**What is expected**:
Can you continue the article below on building a Brand Storybook, picking up right after its last sentence?

**Passage given**:
- - - - - - -

Learn to Create, Capture and Curate Stories for Your Brand
The first step is developing your own stories. These are about how your company was formed, who founded it and why it was created.
September 21, 2023
Arthur Germain
If you’ve been reading my previous articles, you are likely beginning to follow some of the guidance I’m offering. You understand why brand storytelling is important, you’ve begun to find your own brand voice and you’re ready to tell your own brand story.
Great! Now what?
Now it’s time to build your Brand Storybook. This is where you collect the stories about your brand that you can use when developing website content, sales presentations and collateral for trade shows and events. The Brand Storybook is where all of your collected corporate wisdom, customer success stories, descriptions of the benefits and values that your services and products provide and biographies about your employees will reside.
Build Your Brand Storybook: Create, Capture, Curate
To be honest, it’s not really a book. I develop Brand Storybooks for companies that range from a few pages to dozens of separate articles. The former exists as a document while the latter may exist as a series of documents in a Google Drive. In any case, it becomes a focal point and building block for your branded content. Try to organize your documents using a repository – a network drive, cloud drive or a purpose-built brand management solution, a digital asset management (DAM) tool – where you can control access and provide updates to your team. Here are the three steps I recommend that you can use to do this within your own organization.
1. The first step is developing your own stories. These are the stories about how your company was formed, who founded the company and why it was created. Avoid self-aggrandizing here – you want to capture the essence of your founding stories and the benefits that your services and products deliver – not the features which are going to change over time.
For example, let’s say you’re an MSSP and you offer some type of cybersecurity incident response services based on Cisco Talos. You don’t want to create a brand story that is book and verse about Cisco Talos. They’re great — and they craft their own content. You want to craft a story about the benefits that your service delivers and why it is an absolute necessity for your target customer.
If you serve the legal services market with 24-hour emergency response capabilities, stress the fact that you can help get your clients up and running quickly while maintaining the integrity of their client data. How you do that, and the features that your service and Talos offer are less important – and are going to change over time as technology changes – but the customer focus and industry understanding are going to remain hallmarks of your brand. That’s where you want to focus as you craft and create these stories.
Create articles, blogs, podcasts and webinars that highlight your brand, the benefits you provide your customers along with the experience and expertise that only your company can deliver.

- - - - - - -

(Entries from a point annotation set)
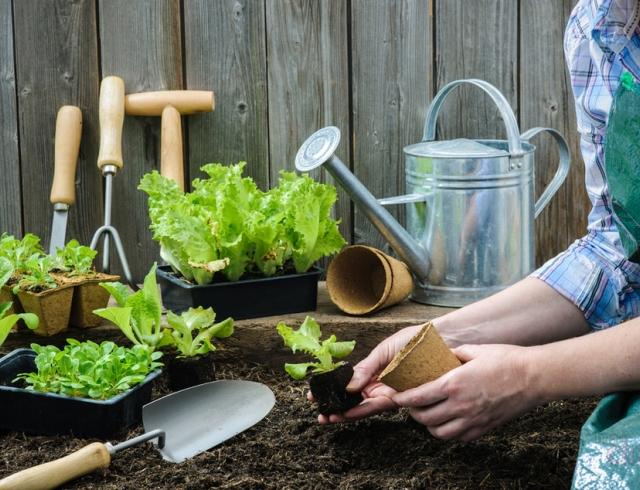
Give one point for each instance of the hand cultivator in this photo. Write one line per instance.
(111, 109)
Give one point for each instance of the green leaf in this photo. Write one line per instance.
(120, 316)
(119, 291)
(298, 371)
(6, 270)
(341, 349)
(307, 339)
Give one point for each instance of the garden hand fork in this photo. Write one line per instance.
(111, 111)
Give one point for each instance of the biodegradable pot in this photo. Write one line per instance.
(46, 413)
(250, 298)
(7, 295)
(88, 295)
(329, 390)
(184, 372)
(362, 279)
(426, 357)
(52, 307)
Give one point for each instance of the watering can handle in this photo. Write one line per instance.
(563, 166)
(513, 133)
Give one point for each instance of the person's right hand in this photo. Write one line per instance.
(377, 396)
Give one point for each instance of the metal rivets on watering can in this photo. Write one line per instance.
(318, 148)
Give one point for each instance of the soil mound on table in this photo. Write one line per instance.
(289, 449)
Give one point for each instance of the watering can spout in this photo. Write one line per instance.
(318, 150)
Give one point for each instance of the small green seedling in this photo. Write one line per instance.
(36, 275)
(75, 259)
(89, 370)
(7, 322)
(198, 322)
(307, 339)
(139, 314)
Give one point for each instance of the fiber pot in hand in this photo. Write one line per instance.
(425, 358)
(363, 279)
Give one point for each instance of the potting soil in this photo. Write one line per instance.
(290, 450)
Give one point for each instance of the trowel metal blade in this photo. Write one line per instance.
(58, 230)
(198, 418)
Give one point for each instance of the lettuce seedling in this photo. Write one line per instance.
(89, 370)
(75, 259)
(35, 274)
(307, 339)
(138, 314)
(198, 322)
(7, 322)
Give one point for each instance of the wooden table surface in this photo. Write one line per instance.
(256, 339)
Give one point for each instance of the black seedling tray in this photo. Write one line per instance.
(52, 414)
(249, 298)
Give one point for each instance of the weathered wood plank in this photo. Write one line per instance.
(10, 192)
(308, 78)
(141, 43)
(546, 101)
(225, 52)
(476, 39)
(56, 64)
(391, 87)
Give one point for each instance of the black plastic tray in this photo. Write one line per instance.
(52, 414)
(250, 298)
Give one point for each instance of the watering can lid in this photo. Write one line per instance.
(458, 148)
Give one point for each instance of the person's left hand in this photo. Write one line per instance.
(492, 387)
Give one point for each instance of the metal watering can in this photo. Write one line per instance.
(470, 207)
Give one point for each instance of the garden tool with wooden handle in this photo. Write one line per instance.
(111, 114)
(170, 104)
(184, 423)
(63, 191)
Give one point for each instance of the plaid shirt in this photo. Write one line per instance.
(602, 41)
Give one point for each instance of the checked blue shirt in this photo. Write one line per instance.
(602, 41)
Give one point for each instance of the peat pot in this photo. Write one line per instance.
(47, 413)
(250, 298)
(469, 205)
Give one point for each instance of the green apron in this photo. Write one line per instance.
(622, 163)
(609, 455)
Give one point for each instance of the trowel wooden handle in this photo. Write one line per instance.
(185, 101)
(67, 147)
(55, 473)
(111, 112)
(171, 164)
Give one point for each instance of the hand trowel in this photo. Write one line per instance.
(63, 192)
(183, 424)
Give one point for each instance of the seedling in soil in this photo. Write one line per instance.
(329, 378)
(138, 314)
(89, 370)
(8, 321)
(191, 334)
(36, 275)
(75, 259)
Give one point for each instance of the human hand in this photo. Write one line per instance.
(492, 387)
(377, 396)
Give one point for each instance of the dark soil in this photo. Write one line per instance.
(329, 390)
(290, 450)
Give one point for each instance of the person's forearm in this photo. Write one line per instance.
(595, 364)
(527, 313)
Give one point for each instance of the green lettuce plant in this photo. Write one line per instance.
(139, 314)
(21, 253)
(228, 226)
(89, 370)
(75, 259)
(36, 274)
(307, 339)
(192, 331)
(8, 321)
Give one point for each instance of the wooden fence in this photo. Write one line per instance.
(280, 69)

- - - - - - -

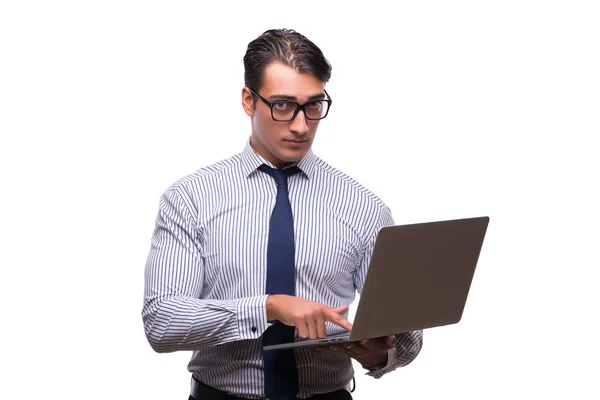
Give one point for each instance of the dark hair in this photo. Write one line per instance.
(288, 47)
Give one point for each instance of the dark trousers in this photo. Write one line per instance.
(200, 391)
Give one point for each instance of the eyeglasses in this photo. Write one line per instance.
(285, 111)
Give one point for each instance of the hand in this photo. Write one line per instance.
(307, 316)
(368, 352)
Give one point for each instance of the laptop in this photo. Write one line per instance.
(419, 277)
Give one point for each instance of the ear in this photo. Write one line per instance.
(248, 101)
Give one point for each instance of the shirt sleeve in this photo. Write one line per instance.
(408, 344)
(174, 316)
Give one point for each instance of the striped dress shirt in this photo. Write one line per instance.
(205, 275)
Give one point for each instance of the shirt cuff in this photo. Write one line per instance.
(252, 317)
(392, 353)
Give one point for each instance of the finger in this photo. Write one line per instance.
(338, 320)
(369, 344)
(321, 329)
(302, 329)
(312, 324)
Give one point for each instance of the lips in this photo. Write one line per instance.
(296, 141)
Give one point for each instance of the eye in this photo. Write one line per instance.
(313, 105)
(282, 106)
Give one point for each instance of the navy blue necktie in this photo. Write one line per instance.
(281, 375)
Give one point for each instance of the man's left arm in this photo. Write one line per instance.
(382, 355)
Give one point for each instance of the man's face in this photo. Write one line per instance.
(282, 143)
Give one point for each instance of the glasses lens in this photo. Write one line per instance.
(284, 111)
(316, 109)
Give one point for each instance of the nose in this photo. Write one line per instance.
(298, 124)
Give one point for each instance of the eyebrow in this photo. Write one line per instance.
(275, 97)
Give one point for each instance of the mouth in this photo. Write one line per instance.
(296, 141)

- - - - - - -

**Response to this exercise**:
2. This is the easiest part of the steps for collecting your stories, but many organizations somehow manage to mess this up. This is where you want to focus on the outcomes that you and your team have delivered for clients. This is also where you want to focus on the capabilities and experiences that your employees possess. You want to capture customer testimonials that focus on your brand benefits. What do I mean? Try and avoid capturing customer testimonials that are bland: “We love working with XYZ Corp. They are so great to work with. Blah, blah, blah.” It’s great that they like you, but you want …
… a testimonial that says why they like you and what you helped them accomplish. I have a customer testimonial on my website that says:
“Arthur was able to work with me and my team to create a brand identity that speaks to our target audience. Before beginning any type of marketing campaign, it is very worthwhile and important to know your brand. It is worth a revisit if you have not done a brand analysis and definitely worth investing if you are creating a new brand. I highly recommend Arthur and his Brandtelling services.”
See how specific and helpful this is for future clients? That’s what you want in your testimonials as well. In a similar vein, you want to craft customer success stories rather than case studies. I find the latter to be too formulaic and more of a backward look at what you did, rather than what the customer was able to accomplish. Case studies tend to drag in product names or lists of applications that were used during an engagement. Success stories focus on benefits and outcomes delivered. They demonstrate how your client was able to rise above a challenge and accomplish new goals, create new revenue streams and expand into new regions.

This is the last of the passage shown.